Position identification records
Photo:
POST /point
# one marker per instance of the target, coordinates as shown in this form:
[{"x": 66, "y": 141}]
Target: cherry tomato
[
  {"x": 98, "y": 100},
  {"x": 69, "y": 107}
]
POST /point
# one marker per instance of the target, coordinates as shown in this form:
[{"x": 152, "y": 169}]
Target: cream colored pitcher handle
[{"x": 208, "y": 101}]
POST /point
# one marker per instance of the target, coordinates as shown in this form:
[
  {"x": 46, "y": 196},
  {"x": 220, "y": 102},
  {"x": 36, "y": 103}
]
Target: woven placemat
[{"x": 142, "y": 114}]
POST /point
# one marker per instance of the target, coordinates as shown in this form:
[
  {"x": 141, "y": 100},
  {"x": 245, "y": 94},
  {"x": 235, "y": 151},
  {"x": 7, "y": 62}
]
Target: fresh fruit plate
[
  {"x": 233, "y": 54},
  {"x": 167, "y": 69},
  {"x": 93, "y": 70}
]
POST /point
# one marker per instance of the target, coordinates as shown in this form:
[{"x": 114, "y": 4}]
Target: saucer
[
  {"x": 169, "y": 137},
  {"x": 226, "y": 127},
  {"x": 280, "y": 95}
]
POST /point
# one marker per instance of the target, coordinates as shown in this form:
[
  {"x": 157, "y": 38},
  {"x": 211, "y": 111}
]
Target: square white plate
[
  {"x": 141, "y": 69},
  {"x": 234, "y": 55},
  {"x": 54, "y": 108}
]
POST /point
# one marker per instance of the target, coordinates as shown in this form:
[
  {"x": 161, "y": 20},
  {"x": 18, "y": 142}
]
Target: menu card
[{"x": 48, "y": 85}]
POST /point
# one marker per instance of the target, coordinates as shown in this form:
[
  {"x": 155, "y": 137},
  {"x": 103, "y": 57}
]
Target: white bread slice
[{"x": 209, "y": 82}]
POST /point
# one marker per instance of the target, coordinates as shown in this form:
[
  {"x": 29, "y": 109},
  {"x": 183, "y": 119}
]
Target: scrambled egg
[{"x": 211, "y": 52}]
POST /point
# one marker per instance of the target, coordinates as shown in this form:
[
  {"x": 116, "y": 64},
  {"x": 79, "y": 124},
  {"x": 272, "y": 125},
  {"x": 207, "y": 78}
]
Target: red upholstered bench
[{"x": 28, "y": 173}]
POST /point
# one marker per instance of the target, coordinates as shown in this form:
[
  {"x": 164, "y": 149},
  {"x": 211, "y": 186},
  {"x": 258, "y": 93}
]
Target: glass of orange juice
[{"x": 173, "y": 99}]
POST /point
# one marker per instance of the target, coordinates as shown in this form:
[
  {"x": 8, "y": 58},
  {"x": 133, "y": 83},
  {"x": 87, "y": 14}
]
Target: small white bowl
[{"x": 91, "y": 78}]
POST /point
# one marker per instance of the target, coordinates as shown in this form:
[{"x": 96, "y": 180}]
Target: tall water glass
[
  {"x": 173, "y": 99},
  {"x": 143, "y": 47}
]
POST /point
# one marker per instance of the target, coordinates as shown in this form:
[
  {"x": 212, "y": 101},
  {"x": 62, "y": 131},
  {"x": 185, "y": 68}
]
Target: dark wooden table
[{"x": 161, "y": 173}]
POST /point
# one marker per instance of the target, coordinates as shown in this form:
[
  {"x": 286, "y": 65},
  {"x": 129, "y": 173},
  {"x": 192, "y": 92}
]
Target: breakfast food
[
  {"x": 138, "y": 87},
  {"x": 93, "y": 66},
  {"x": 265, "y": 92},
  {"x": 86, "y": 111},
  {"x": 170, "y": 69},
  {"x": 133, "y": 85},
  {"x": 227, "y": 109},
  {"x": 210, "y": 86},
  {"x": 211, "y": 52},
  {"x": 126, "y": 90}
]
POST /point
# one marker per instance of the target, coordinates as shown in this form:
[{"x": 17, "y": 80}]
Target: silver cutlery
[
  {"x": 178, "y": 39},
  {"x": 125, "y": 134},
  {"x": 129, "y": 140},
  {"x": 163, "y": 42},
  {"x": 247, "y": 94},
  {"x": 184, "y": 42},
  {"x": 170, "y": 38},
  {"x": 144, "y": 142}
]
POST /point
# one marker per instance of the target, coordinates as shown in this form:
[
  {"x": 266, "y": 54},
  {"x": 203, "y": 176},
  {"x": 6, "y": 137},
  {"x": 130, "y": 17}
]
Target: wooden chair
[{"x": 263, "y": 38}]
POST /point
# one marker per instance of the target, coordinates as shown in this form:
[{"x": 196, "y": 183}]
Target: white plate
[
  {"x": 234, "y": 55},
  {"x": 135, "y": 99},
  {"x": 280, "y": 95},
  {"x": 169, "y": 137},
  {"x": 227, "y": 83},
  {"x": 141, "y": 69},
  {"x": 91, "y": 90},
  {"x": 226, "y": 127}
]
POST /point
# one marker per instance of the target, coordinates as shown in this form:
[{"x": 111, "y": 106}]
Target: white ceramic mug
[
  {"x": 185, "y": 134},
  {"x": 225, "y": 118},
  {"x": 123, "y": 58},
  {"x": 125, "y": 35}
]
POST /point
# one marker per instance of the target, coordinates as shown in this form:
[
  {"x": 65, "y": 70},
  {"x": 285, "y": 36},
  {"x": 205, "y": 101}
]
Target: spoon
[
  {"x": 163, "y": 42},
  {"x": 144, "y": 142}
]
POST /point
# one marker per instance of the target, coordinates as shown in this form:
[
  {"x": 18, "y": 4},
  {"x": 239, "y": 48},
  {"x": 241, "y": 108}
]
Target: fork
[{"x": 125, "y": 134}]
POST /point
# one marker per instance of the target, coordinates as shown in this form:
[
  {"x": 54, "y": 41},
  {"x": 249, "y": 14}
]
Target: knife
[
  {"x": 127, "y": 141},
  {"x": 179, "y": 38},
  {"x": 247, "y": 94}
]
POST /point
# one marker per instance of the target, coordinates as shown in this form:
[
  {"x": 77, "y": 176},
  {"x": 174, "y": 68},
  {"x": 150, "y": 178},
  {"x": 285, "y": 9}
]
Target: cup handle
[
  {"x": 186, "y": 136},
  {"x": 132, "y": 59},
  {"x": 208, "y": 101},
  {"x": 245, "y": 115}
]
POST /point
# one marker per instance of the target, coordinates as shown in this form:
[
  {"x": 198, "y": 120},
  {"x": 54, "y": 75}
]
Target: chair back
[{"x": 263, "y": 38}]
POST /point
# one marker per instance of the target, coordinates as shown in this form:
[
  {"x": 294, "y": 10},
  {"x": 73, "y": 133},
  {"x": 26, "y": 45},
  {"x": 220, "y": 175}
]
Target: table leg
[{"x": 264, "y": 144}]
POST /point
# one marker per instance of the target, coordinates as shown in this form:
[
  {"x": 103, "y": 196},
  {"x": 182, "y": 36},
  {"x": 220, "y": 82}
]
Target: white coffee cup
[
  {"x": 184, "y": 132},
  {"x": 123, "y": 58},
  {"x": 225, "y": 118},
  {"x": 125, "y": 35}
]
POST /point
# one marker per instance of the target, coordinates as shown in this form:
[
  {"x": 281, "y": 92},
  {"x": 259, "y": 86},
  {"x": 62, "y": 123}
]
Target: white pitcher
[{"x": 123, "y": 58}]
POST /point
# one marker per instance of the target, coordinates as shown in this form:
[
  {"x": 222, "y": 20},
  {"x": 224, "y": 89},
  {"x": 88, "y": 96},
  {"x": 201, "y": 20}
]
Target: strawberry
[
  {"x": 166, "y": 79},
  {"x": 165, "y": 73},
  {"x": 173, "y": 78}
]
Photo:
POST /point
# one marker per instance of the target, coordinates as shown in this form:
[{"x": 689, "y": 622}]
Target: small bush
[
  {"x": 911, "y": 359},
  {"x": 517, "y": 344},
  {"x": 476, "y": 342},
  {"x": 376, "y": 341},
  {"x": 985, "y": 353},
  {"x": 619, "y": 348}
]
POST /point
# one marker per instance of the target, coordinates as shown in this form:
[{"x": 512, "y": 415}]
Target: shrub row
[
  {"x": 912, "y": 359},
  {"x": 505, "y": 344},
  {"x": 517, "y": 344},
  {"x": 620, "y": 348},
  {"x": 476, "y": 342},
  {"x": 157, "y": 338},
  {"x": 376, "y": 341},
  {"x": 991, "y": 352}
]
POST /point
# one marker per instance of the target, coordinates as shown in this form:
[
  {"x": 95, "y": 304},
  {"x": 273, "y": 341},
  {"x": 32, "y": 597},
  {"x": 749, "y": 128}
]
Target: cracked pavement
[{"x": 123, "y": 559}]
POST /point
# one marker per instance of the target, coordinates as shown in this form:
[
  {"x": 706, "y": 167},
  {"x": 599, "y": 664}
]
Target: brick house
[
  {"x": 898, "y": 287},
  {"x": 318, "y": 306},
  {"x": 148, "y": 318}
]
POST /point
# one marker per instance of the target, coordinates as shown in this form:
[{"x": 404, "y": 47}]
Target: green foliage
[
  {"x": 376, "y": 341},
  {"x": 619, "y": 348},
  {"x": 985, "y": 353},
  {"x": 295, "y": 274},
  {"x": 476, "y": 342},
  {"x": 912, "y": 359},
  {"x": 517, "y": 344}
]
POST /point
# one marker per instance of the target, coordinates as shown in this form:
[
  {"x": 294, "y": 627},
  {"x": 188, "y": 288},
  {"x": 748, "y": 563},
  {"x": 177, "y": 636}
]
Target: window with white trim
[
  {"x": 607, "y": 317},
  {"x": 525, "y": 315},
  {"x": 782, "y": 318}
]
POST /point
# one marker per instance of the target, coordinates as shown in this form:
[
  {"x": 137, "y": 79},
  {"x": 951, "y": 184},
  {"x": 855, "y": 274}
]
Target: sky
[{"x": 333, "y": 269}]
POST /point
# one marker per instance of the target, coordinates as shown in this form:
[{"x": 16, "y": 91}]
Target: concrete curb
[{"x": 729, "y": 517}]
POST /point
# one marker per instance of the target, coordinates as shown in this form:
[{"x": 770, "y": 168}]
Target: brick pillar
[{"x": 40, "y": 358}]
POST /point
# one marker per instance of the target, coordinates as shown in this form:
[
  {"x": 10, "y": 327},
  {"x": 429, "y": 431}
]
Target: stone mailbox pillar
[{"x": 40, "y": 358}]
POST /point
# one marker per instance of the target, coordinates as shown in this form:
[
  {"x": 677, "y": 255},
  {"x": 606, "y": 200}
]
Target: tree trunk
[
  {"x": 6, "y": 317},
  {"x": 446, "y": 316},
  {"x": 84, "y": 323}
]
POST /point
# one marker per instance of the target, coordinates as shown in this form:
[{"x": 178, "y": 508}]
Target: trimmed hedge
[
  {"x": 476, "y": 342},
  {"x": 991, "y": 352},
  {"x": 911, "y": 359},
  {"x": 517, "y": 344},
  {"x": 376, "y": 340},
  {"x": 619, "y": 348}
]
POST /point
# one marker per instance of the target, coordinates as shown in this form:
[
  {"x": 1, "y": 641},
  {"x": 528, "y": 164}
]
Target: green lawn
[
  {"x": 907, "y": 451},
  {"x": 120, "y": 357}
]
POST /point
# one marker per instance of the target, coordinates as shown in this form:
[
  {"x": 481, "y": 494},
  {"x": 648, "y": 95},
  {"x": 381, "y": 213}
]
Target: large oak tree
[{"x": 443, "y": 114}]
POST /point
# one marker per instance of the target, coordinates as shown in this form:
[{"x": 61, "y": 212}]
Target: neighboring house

Required task:
Return each line of the records that contains the string "chair", matching case exactly.

Result of the task:
Target: wooden chair
Target: chair back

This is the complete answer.